(Collection entries)
——————————
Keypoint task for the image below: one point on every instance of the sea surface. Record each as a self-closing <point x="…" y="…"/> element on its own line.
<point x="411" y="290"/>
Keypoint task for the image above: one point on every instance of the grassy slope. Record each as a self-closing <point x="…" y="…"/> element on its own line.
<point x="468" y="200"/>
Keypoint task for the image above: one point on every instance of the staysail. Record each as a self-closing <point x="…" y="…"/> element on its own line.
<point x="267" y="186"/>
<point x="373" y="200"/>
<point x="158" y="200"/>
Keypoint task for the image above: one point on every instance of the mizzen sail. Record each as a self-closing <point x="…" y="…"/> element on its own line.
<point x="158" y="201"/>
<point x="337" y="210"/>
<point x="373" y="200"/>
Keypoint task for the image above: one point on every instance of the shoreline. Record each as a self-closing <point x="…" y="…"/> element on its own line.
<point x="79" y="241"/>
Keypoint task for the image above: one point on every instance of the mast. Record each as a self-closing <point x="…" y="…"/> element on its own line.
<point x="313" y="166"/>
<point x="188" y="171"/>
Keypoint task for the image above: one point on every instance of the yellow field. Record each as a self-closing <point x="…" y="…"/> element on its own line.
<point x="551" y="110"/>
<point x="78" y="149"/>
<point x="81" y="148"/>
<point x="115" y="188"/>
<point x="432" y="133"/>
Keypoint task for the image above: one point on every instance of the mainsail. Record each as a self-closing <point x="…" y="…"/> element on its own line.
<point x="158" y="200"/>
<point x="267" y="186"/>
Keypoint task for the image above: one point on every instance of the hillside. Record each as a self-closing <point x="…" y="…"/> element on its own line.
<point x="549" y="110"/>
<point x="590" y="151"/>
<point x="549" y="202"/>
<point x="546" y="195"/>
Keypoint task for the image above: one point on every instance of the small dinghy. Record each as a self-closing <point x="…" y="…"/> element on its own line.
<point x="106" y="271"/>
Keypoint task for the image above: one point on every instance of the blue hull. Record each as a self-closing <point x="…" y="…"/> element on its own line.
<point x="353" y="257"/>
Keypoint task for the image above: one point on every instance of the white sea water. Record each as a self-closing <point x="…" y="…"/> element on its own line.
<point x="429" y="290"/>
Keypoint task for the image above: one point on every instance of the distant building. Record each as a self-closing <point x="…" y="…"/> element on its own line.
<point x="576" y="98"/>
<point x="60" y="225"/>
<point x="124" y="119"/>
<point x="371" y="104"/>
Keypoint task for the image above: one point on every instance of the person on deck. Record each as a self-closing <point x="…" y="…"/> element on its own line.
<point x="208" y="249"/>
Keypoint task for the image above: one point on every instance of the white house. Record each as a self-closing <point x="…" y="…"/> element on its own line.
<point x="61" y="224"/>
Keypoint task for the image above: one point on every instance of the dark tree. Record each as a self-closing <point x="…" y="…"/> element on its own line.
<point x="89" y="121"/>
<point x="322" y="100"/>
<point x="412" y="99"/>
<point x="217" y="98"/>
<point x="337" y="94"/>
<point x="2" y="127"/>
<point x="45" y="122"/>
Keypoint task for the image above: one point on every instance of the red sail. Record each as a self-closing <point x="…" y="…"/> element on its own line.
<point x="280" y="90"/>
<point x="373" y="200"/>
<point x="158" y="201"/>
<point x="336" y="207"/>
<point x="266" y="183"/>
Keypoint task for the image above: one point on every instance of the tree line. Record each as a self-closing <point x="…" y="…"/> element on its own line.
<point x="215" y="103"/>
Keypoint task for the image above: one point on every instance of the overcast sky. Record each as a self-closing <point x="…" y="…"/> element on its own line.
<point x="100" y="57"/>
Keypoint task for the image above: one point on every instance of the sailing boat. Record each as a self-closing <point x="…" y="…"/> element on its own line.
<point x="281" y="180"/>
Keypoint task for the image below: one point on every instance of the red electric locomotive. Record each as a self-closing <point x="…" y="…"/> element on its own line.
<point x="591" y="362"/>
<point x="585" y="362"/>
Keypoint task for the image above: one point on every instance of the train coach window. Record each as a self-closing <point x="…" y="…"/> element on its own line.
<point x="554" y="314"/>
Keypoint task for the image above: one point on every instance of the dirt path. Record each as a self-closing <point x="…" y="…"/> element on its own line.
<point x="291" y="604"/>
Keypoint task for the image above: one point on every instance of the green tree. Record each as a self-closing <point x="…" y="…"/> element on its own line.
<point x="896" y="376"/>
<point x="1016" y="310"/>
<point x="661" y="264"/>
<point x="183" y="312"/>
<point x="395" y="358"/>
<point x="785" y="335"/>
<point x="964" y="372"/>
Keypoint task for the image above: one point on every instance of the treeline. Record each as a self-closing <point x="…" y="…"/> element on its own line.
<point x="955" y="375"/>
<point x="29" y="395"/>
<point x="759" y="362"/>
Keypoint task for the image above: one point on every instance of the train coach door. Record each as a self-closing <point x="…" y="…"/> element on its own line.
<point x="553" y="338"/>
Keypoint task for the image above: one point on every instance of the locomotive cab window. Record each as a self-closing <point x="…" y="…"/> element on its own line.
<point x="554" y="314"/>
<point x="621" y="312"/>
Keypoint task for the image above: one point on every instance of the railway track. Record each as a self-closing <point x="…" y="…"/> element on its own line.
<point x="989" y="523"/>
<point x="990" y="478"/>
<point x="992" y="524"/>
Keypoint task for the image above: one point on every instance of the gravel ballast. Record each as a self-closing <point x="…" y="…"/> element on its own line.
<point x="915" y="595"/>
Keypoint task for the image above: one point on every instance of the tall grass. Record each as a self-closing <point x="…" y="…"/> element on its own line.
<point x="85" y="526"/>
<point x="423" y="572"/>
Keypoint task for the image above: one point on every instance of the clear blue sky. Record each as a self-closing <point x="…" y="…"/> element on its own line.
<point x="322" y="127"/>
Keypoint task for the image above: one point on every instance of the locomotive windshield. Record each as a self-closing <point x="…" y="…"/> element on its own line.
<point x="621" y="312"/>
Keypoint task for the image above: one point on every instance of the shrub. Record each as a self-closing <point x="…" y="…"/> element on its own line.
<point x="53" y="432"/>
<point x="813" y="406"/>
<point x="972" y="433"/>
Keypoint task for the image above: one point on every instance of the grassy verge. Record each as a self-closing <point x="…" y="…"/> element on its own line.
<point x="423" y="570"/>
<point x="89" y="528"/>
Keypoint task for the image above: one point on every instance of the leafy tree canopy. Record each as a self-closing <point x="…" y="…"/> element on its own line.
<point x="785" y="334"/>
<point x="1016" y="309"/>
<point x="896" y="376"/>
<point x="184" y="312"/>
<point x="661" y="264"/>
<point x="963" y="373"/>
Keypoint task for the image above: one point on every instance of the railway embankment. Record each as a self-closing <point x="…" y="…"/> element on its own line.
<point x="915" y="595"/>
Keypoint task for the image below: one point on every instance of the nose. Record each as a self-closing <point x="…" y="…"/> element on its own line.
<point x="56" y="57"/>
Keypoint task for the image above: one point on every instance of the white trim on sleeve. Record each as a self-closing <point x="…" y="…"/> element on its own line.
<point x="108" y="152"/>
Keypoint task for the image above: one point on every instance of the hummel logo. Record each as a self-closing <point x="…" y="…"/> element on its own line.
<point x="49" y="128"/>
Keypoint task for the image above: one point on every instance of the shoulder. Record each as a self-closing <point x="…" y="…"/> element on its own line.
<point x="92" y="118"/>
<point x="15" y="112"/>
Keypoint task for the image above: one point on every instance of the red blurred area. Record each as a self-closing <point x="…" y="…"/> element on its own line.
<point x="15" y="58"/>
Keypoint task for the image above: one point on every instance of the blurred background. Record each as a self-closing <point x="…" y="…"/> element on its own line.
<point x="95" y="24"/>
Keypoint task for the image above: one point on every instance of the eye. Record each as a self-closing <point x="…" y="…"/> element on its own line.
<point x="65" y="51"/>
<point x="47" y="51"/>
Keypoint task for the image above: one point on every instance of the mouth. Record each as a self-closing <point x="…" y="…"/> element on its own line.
——————————
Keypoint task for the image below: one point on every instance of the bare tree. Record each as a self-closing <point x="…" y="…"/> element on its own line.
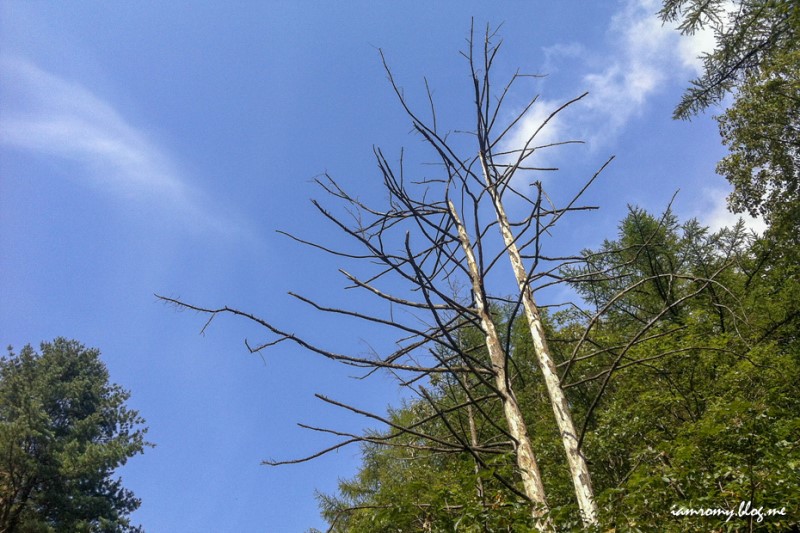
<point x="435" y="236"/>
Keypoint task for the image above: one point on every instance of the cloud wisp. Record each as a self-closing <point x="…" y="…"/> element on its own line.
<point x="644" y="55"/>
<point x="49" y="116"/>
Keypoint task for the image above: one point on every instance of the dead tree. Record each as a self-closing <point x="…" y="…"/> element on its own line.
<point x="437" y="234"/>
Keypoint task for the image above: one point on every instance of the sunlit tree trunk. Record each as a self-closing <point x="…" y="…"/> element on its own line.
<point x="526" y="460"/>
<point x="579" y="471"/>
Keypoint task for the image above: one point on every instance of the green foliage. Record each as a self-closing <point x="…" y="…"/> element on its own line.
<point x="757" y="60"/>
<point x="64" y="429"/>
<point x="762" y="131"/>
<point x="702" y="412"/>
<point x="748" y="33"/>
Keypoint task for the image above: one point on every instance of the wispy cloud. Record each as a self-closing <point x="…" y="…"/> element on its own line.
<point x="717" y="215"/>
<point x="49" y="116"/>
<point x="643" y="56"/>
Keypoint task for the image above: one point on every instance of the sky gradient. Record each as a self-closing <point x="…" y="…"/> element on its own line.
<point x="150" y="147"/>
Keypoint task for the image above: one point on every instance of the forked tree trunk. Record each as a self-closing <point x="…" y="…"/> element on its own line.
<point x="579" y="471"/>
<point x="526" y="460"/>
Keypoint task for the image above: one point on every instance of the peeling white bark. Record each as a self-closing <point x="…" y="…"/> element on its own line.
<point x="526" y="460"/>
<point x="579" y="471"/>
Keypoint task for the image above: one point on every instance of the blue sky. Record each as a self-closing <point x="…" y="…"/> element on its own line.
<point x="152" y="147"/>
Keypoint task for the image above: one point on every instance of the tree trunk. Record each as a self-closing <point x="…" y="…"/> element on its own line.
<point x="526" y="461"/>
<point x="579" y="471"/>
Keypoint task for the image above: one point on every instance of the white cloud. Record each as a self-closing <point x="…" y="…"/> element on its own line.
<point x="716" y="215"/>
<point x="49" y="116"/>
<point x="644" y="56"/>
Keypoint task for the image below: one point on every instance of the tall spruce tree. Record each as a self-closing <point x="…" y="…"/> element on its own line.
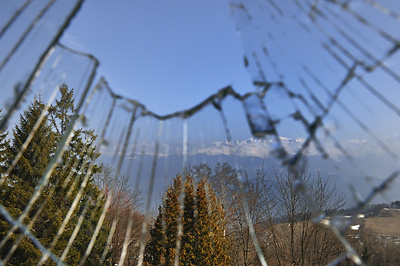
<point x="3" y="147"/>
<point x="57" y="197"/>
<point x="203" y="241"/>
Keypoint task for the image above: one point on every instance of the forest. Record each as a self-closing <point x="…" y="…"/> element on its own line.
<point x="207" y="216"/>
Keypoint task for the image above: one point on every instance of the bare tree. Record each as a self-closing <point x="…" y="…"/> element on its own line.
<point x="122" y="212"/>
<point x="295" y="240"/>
——————————
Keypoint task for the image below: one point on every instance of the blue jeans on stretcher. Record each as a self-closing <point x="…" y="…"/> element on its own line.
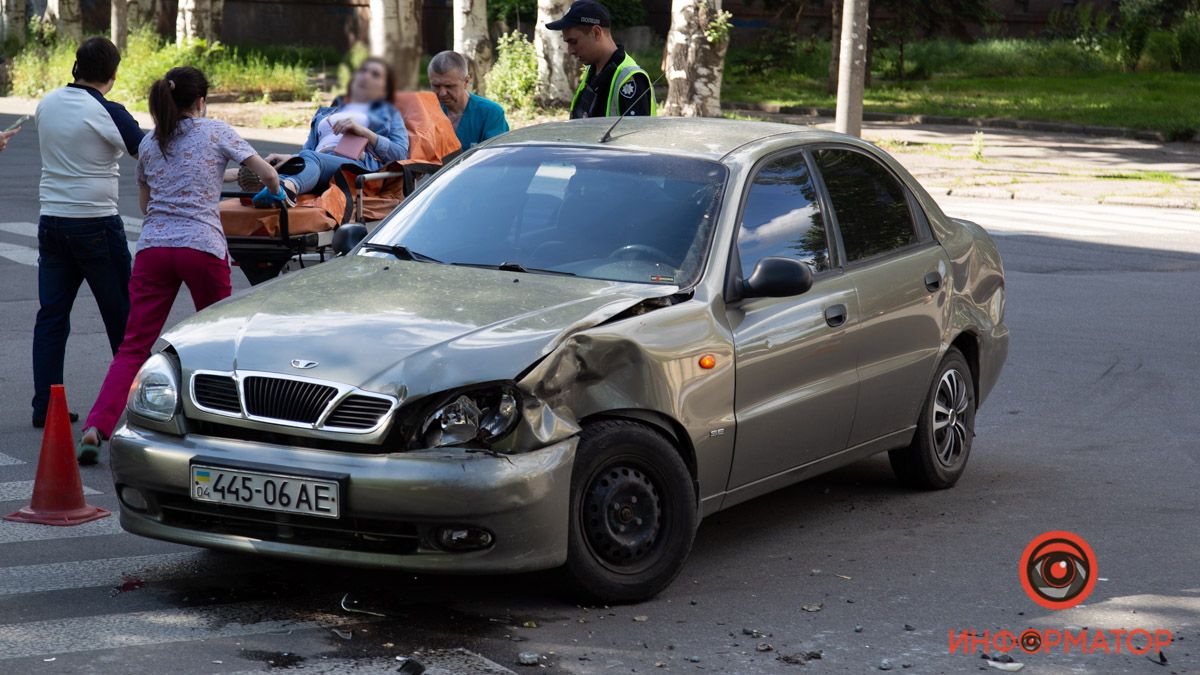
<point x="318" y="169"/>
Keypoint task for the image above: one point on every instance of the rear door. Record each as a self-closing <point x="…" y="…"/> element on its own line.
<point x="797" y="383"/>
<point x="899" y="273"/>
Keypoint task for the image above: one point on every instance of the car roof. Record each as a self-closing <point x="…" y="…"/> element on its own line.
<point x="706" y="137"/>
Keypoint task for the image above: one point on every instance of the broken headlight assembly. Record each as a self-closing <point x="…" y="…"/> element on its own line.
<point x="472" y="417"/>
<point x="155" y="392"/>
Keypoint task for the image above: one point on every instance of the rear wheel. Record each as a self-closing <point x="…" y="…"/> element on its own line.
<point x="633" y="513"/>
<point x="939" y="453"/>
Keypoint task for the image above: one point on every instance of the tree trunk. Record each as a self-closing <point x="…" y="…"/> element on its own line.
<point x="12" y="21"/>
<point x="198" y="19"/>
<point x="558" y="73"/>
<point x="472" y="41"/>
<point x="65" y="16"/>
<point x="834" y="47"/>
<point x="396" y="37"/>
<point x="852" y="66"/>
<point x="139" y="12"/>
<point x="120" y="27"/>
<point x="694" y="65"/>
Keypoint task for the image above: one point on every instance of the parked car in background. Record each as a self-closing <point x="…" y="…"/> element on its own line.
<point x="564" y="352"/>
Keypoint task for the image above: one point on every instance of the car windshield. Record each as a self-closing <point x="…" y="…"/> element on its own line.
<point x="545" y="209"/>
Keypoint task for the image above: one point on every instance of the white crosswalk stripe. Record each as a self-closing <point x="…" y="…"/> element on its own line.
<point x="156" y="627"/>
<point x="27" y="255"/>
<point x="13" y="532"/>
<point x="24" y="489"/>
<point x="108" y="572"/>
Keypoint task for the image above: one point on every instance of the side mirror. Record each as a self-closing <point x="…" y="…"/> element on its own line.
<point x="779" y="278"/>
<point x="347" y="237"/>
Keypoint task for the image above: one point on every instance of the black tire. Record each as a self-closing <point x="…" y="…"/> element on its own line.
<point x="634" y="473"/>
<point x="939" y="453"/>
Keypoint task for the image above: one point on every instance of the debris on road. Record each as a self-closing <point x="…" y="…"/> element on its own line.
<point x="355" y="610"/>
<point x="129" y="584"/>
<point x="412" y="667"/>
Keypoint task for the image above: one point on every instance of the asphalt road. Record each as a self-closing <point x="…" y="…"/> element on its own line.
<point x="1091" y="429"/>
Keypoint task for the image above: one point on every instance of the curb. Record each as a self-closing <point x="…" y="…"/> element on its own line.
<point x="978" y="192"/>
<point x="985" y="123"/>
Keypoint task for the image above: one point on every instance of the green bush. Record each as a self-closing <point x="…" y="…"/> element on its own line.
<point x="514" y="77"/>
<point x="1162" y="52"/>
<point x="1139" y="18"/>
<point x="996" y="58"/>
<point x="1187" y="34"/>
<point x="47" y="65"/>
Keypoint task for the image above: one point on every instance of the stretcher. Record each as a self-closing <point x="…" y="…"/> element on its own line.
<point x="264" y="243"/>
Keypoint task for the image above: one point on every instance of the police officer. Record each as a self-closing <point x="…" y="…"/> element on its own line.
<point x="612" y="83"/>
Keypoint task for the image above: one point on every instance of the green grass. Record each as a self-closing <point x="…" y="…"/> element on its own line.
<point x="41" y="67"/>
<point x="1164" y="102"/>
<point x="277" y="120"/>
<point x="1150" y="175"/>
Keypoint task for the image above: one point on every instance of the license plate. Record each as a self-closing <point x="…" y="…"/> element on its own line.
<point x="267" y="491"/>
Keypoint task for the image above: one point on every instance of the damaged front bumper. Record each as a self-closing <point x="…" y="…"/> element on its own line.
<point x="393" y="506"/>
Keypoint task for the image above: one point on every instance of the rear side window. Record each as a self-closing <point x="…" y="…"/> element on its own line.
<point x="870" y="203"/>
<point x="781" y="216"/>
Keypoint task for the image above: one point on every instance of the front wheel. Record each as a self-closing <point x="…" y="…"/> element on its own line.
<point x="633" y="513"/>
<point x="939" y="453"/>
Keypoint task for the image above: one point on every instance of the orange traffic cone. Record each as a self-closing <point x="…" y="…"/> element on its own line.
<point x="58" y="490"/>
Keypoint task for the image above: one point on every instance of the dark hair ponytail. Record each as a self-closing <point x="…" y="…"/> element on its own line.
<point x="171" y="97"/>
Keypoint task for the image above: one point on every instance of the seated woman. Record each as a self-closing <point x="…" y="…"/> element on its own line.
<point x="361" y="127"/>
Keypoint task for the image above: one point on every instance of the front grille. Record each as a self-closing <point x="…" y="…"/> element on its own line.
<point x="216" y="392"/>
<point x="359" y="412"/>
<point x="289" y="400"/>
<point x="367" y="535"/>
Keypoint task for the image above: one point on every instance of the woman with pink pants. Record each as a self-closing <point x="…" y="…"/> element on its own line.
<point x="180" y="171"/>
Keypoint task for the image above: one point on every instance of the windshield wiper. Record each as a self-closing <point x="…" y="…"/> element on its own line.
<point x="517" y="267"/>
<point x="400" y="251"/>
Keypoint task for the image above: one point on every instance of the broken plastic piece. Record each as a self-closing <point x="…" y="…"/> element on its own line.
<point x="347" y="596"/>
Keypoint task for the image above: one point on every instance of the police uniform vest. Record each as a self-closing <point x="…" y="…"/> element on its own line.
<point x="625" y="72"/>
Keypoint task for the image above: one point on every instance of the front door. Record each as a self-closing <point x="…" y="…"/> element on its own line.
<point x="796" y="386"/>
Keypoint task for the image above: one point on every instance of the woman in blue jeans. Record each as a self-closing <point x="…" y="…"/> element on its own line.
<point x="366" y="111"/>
——————————
(The task) Filter the data above and copy out every line that contains the string "dark". The match is case-sensitive.

(Solution to this task)
Keypoint task for the image above: one point on every instance of the dark tree. Record each as a self-closing <point x="…" y="…"/> element on its own line.
Keypoint task for the image above: one point on every instance of the dark hair ponytail. Record each as a self-closing <point x="…" y="…"/> element on its own line.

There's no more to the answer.